TRY IT
Search the data for the word "white" and copy out every line that has it.

___

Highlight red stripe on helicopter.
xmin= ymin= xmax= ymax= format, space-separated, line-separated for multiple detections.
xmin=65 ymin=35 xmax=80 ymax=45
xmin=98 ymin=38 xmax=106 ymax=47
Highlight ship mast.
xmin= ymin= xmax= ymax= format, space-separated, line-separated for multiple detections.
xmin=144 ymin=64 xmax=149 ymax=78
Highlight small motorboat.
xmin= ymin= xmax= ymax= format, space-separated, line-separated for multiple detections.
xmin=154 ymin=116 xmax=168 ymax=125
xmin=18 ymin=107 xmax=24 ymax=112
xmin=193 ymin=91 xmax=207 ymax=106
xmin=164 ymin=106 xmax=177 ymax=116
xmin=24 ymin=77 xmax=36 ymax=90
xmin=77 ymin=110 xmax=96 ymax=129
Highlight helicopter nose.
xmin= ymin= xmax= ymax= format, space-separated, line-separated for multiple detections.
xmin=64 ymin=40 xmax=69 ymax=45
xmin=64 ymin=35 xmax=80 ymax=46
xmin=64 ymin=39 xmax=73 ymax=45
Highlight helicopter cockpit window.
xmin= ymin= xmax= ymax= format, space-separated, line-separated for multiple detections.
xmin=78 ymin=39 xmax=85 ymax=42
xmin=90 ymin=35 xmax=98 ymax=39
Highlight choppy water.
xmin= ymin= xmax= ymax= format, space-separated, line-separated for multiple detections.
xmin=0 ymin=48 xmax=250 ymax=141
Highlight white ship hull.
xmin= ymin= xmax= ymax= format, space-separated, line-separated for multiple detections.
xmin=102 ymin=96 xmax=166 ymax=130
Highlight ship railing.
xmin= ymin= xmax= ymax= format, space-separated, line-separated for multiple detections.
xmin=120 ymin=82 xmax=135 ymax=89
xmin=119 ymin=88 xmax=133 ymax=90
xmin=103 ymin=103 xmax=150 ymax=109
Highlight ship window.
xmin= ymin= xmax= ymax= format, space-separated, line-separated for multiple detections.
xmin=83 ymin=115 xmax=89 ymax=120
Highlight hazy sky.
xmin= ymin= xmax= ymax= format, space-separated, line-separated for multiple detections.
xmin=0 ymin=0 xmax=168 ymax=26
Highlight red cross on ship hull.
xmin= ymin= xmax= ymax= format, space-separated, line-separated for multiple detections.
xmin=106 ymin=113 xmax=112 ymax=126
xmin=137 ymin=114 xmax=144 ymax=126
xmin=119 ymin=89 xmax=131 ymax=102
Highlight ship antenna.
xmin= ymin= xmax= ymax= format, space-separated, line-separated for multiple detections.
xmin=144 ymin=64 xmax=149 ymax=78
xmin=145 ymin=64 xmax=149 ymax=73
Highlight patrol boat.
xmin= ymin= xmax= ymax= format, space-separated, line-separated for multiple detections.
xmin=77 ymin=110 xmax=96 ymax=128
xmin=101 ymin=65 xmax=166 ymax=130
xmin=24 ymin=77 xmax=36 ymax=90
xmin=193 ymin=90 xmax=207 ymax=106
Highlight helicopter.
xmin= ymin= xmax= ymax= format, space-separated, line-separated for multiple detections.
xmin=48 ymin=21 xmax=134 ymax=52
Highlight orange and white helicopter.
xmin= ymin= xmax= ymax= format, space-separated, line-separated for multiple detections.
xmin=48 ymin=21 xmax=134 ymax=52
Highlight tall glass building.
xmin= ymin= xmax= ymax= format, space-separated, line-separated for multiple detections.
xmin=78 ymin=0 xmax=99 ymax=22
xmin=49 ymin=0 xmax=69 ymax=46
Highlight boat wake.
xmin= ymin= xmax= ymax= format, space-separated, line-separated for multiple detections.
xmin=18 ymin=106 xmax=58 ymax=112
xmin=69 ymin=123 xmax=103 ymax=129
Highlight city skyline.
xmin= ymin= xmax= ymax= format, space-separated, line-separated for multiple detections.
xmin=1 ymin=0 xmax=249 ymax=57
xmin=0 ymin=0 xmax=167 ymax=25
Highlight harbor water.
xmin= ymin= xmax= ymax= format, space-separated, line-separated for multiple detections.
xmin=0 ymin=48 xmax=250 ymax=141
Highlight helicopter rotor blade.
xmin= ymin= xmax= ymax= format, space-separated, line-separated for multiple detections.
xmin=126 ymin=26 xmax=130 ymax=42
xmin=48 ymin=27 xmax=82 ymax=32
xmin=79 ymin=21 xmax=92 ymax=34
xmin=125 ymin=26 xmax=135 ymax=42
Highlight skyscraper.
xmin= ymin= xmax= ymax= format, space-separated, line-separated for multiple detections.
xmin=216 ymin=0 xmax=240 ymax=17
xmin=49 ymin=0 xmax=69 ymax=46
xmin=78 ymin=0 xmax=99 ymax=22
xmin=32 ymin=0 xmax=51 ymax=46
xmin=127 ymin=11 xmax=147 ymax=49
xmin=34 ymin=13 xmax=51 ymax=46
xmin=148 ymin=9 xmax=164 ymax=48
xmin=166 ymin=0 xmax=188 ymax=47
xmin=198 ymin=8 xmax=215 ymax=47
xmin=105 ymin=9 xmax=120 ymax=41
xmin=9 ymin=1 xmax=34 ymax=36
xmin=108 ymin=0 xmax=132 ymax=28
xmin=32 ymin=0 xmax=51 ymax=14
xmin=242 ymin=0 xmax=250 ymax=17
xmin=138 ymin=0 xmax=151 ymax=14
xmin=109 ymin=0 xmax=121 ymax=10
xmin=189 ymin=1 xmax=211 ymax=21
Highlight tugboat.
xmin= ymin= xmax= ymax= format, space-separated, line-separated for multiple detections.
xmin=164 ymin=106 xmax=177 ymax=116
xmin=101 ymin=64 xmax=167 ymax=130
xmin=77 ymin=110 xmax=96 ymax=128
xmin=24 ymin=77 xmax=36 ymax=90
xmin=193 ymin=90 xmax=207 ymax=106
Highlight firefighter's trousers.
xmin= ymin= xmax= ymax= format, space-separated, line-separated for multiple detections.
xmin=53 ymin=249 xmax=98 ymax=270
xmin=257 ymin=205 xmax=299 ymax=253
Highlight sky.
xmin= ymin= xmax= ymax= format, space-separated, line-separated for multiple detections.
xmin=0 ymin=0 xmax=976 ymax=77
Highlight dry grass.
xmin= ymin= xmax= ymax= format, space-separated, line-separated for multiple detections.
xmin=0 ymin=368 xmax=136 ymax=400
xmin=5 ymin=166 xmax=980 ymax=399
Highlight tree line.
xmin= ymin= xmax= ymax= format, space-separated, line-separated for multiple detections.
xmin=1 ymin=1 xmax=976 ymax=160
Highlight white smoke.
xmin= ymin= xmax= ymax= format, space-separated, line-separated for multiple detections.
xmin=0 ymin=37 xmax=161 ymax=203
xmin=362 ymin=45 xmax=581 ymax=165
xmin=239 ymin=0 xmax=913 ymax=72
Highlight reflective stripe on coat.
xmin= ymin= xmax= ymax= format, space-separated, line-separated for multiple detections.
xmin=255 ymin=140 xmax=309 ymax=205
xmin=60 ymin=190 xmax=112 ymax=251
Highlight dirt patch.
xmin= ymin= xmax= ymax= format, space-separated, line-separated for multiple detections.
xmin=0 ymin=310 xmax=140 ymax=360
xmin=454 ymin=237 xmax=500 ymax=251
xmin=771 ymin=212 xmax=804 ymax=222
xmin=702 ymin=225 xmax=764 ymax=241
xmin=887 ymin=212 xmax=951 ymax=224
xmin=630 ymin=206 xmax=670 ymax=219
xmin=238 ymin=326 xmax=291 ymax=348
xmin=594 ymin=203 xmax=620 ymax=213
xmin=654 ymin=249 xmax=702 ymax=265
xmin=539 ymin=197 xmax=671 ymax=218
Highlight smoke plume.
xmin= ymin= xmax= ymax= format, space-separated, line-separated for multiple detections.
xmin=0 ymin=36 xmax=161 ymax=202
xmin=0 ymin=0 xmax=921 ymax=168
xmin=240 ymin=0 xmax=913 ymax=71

___

RESPONSE BOX
Highlight white ship hull.
Highlight orange and white helicopter.
Highlight white smoke.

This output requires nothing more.